**Supplied data**
· · ·
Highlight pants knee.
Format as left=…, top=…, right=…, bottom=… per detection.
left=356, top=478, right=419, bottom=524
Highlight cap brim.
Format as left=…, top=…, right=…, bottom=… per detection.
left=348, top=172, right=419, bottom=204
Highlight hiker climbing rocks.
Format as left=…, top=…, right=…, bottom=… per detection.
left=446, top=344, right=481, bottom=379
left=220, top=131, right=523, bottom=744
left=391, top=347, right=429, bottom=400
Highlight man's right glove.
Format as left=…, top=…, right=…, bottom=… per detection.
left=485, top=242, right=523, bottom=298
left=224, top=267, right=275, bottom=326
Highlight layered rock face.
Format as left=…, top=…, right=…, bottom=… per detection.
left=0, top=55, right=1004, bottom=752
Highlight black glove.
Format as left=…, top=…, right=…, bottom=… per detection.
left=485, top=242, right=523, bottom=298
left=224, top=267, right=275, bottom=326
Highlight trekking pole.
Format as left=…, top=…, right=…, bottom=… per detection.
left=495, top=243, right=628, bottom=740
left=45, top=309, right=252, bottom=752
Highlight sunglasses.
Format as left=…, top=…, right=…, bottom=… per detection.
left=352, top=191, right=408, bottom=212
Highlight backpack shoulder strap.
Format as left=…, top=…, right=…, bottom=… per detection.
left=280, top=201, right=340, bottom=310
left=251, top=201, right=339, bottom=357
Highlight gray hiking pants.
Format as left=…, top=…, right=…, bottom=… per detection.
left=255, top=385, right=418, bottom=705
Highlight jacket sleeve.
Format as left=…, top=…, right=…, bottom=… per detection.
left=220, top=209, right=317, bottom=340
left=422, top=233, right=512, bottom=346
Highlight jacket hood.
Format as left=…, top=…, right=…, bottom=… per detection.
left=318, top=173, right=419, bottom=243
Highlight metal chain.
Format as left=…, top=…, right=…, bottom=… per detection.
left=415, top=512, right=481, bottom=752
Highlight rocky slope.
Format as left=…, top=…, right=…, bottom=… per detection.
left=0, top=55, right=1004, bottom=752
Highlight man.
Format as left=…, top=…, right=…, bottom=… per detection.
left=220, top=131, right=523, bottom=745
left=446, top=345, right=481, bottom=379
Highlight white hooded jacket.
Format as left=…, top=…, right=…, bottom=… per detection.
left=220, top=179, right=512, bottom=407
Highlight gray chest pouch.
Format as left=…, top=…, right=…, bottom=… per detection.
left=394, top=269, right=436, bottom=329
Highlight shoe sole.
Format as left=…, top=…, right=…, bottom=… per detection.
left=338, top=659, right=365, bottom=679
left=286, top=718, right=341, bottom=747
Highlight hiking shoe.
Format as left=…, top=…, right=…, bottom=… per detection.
· · ·
**Stated exercise**
Rewrite the material above with each "Highlight" changed to "Outline" and every other word left as it stands.

**In response**
Outline pants knee.
Format as left=…, top=…, right=…, bottom=… per detection.
left=356, top=478, right=419, bottom=524
Outline cap brim.
Format as left=…, top=…, right=…, bottom=… per detection.
left=348, top=172, right=419, bottom=204
Outline hiker climbing rocks.
Format as left=…, top=…, right=…, bottom=… per detection.
left=446, top=344, right=481, bottom=379
left=220, top=131, right=523, bottom=744
left=391, top=347, right=429, bottom=400
Outline man's right glove.
Format as left=…, top=…, right=…, bottom=… per detection.
left=485, top=242, right=523, bottom=298
left=224, top=267, right=275, bottom=326
Outline layered rock face.
Format as left=…, top=…, right=…, bottom=… per detection.
left=0, top=55, right=1004, bottom=752
Outline black glove.
Format as left=…, top=…, right=…, bottom=… per detection.
left=485, top=242, right=523, bottom=298
left=224, top=267, right=275, bottom=326
Outline trekking pole.
Format as left=…, top=…, right=…, bottom=… per detection.
left=495, top=243, right=628, bottom=740
left=45, top=309, right=252, bottom=752
Outline sunglasses.
Format as left=…, top=…, right=…, bottom=… per detection.
left=352, top=191, right=408, bottom=212
Outline backpack shoulder strap.
Format as left=…, top=…, right=…, bottom=… per detection.
left=280, top=201, right=340, bottom=310
left=251, top=201, right=339, bottom=357
Outline gray hiking pants.
Format as left=…, top=…, right=…, bottom=… per detection.
left=255, top=385, right=418, bottom=705
Outline jacket sleeve.
Format as left=…, top=…, right=…, bottom=… per detection.
left=220, top=209, right=317, bottom=340
left=422, top=233, right=512, bottom=346
Outline jacket hood.
Format as left=…, top=…, right=…, bottom=… per detection.
left=318, top=173, right=419, bottom=243
Outline metal chain.
Format as left=…, top=…, right=…, bottom=… per detection.
left=415, top=512, right=481, bottom=752
Outline rocky slope.
Format as left=…, top=…, right=…, bottom=… per detection.
left=0, top=55, right=1004, bottom=752
Outline man.
Format as left=…, top=…, right=…, bottom=… per detection.
left=220, top=131, right=523, bottom=745
left=446, top=345, right=481, bottom=379
Outline white hooded jacket.
Format as left=…, top=…, right=…, bottom=… per detection.
left=220, top=179, right=512, bottom=407
Outline gray chest pouch.
Format as left=…, top=…, right=…, bottom=… per detection.
left=394, top=269, right=436, bottom=329
Outline shoe sole.
Format as left=…, top=…, right=…, bottom=… per detection.
left=338, top=659, right=365, bottom=679
left=286, top=718, right=341, bottom=747
Outline hiking shoe.
Format as left=…, top=…, right=…, bottom=… per detection.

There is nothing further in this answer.